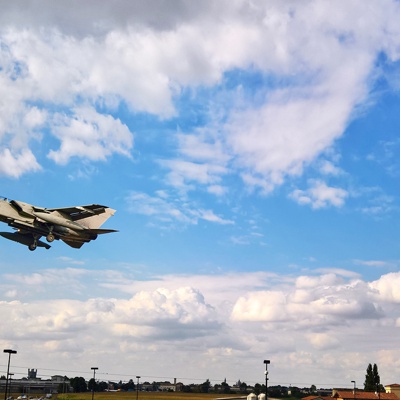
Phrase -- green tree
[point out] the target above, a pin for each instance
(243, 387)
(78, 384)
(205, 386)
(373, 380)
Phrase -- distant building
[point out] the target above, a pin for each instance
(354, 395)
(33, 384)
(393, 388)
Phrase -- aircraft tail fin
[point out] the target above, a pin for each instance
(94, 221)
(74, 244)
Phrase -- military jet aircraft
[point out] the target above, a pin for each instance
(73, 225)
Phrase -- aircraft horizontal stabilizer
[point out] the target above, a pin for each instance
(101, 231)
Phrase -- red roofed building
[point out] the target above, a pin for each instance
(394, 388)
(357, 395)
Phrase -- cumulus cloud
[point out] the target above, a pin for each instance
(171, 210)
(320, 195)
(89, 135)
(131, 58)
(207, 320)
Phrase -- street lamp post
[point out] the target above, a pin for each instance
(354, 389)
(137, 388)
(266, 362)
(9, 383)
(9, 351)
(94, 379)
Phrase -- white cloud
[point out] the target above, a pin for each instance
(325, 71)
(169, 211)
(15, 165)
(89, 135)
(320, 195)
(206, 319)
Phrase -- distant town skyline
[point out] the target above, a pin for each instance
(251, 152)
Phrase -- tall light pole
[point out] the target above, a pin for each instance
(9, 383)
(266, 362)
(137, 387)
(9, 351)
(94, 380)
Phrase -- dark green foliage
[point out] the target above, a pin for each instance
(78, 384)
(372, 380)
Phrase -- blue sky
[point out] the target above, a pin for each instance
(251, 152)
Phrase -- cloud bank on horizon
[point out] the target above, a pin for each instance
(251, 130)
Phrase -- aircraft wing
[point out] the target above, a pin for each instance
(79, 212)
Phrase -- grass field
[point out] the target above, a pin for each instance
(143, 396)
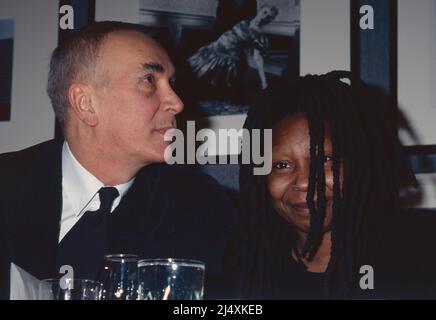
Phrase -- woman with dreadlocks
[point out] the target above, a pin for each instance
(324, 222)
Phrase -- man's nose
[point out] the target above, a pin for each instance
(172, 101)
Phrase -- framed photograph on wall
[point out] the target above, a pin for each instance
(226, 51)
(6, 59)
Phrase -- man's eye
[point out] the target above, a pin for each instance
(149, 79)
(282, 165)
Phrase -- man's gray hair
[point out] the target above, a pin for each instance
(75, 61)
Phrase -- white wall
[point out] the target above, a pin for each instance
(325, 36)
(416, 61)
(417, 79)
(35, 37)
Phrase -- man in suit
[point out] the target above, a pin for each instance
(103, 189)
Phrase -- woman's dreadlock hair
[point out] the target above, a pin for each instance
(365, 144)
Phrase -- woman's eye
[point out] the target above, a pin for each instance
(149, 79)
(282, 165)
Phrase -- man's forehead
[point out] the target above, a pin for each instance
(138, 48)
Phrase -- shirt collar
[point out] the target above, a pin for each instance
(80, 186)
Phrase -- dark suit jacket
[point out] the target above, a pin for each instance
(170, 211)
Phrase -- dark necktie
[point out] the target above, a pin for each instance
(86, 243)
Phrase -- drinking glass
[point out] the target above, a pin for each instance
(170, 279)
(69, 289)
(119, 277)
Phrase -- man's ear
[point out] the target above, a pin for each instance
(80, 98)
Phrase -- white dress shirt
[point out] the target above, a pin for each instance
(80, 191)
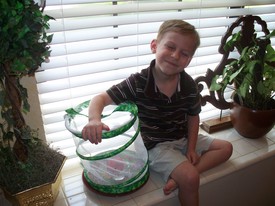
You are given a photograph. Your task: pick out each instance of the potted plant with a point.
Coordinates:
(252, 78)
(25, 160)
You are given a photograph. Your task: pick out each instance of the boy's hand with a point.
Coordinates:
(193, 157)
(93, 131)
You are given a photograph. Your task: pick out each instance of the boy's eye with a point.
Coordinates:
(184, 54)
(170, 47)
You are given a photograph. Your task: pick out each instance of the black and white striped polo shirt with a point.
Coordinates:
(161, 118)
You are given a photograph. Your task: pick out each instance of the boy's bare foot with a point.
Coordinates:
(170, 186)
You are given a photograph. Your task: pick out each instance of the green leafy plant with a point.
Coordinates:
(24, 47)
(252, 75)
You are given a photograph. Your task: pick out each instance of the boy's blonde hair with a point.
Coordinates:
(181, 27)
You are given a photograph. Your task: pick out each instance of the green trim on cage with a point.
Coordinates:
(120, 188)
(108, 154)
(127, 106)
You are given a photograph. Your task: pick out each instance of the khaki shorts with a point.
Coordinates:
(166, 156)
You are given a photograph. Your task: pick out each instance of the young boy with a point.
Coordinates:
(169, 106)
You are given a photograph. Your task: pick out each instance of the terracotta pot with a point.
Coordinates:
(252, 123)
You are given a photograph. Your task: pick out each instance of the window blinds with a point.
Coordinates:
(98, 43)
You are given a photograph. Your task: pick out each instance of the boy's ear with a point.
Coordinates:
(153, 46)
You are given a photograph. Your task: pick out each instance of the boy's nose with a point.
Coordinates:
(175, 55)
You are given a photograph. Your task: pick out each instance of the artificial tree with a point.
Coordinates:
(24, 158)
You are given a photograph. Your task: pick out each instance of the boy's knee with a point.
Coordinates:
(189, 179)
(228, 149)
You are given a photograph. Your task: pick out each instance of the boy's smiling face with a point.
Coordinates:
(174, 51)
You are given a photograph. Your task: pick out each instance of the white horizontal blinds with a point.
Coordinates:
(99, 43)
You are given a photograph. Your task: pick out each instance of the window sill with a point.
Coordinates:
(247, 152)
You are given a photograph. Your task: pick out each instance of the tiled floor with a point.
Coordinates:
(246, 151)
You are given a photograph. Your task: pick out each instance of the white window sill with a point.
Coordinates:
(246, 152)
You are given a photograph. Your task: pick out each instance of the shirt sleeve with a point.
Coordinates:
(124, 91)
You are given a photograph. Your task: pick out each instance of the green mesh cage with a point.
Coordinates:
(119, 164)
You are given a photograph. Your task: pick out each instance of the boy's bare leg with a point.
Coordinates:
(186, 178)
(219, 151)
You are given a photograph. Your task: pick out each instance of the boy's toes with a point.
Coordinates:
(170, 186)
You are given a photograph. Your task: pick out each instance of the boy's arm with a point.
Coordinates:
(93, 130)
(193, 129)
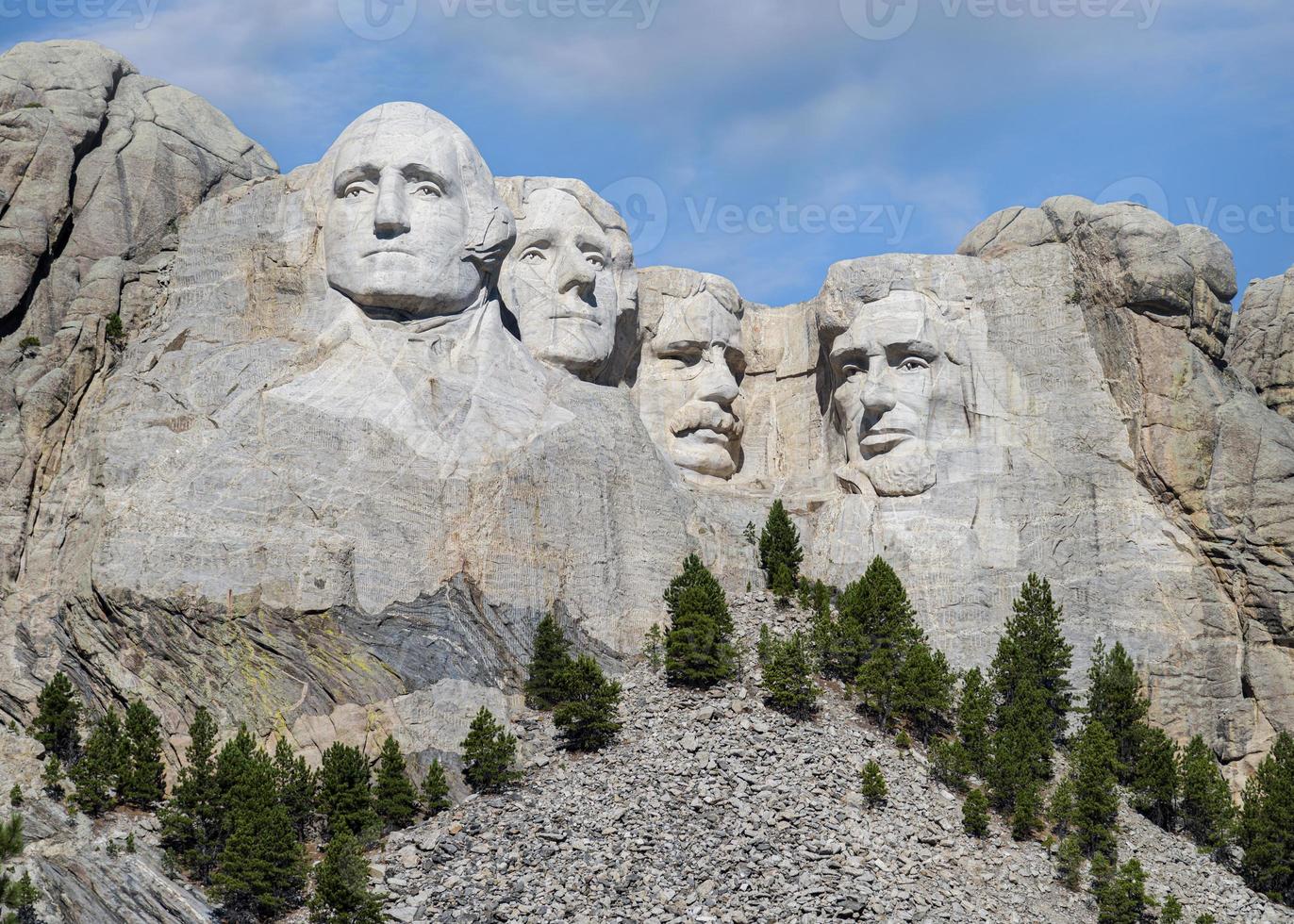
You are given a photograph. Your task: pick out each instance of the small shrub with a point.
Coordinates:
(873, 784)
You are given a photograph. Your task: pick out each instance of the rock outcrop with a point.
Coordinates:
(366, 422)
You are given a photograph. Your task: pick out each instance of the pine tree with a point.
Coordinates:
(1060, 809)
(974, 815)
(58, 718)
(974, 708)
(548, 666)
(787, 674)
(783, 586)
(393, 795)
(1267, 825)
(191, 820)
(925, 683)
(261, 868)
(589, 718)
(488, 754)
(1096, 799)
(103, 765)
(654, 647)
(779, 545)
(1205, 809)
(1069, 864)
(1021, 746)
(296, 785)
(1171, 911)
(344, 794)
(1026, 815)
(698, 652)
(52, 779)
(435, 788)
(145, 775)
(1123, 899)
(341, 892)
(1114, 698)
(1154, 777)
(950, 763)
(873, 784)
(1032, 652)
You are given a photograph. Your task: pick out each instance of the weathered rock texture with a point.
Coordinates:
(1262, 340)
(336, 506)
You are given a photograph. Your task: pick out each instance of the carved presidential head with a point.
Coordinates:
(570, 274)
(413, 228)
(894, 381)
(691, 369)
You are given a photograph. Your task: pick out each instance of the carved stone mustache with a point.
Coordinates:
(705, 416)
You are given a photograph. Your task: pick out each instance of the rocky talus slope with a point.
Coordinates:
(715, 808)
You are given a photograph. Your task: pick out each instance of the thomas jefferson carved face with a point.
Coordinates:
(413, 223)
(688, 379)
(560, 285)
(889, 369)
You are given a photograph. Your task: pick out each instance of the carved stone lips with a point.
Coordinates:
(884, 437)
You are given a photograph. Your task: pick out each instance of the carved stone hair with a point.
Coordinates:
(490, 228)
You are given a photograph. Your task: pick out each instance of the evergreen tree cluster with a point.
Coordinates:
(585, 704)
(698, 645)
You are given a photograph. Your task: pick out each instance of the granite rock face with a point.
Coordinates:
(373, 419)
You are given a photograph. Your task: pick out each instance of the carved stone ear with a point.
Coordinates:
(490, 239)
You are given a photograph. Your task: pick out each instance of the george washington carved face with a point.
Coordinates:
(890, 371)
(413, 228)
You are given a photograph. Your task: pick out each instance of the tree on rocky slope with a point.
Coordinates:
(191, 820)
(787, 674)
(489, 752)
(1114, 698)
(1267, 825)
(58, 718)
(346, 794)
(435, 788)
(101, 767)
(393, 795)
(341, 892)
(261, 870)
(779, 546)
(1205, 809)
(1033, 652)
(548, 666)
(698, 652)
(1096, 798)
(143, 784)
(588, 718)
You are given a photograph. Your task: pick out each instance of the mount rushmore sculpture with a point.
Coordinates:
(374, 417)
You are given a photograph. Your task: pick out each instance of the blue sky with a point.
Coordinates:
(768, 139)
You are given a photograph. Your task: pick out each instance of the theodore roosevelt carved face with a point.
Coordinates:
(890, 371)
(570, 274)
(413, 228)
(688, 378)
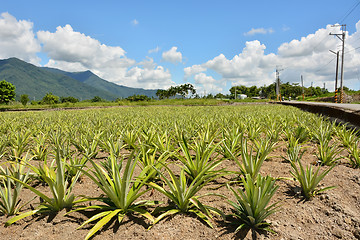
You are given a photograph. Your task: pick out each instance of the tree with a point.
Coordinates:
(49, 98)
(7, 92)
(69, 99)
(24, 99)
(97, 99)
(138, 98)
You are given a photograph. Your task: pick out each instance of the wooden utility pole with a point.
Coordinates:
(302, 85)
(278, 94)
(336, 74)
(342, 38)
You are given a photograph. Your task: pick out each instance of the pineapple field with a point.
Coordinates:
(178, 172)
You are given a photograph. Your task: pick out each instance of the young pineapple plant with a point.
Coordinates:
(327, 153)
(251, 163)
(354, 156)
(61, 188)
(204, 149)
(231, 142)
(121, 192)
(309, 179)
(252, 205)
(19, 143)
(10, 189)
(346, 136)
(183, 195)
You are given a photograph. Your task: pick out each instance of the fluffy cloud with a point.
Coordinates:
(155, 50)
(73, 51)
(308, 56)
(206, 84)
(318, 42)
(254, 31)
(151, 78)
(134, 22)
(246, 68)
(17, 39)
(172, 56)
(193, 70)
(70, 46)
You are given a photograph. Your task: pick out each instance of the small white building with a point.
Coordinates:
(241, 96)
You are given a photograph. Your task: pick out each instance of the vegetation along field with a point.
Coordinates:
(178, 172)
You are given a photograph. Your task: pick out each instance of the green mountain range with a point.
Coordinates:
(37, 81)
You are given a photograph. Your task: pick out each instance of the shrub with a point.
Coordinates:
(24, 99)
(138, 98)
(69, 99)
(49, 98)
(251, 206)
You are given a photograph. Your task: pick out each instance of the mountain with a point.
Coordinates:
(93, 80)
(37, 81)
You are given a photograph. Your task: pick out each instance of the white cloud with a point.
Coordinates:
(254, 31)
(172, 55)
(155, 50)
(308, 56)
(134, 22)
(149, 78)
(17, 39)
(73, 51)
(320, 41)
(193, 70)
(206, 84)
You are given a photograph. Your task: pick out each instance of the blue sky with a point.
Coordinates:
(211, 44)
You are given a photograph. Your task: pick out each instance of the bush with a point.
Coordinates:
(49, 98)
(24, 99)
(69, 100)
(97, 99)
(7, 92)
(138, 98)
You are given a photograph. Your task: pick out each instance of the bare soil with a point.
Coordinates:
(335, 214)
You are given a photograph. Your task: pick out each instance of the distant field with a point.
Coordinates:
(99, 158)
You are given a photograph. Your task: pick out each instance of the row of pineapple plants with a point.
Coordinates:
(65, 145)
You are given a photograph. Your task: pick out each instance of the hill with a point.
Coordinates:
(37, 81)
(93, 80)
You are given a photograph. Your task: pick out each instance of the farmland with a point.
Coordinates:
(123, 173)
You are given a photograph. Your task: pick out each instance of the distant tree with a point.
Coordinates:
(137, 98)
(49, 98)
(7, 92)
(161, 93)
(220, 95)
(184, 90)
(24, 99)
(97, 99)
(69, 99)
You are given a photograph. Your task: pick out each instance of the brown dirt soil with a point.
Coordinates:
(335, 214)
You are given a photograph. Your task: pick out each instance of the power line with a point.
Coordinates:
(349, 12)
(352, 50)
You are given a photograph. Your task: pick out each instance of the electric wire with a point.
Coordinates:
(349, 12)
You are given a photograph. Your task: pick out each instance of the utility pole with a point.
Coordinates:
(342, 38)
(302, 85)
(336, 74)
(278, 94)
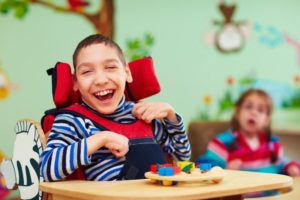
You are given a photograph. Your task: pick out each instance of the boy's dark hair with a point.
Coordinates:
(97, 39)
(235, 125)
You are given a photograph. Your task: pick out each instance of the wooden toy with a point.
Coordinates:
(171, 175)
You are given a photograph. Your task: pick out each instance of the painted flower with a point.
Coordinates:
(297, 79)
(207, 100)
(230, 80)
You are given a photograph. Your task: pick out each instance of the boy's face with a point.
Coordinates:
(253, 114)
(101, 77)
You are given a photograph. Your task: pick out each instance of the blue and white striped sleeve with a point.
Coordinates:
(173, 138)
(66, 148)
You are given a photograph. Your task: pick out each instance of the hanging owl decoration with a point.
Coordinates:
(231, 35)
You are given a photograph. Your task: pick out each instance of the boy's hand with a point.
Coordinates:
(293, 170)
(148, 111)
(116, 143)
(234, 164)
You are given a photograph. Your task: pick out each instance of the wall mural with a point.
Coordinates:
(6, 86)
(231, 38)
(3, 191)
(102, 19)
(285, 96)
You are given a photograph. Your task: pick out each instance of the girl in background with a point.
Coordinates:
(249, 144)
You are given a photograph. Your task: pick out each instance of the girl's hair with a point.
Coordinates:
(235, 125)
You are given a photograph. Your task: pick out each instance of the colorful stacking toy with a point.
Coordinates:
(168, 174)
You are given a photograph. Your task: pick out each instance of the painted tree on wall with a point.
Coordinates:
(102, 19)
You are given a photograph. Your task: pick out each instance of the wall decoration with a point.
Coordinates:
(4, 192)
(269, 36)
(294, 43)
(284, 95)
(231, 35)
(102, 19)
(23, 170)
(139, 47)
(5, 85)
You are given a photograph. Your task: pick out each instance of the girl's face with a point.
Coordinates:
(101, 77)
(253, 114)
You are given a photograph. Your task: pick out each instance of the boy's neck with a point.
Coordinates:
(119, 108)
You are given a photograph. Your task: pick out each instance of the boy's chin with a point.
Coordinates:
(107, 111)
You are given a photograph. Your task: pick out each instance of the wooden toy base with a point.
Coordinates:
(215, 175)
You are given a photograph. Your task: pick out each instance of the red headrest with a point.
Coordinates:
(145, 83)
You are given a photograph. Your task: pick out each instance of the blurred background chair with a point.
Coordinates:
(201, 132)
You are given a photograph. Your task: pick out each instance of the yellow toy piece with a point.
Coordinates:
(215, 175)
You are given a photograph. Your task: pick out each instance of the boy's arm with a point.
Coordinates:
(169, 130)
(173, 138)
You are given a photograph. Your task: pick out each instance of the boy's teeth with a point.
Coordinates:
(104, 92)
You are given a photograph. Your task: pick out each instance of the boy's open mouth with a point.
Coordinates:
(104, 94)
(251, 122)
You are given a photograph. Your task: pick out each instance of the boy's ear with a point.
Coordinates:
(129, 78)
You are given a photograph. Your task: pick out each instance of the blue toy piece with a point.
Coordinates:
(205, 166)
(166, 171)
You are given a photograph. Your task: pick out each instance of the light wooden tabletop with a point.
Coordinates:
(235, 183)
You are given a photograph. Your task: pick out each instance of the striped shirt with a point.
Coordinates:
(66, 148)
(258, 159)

WHAT YOU ARE ASKED TO DO:
Copy the lines of the entries above that mention "nose".

COMPLETED EXERCISE:
Phrase -- man's nose
You are given a photograph. Your task: pick out each instance of the boy's nose with a point.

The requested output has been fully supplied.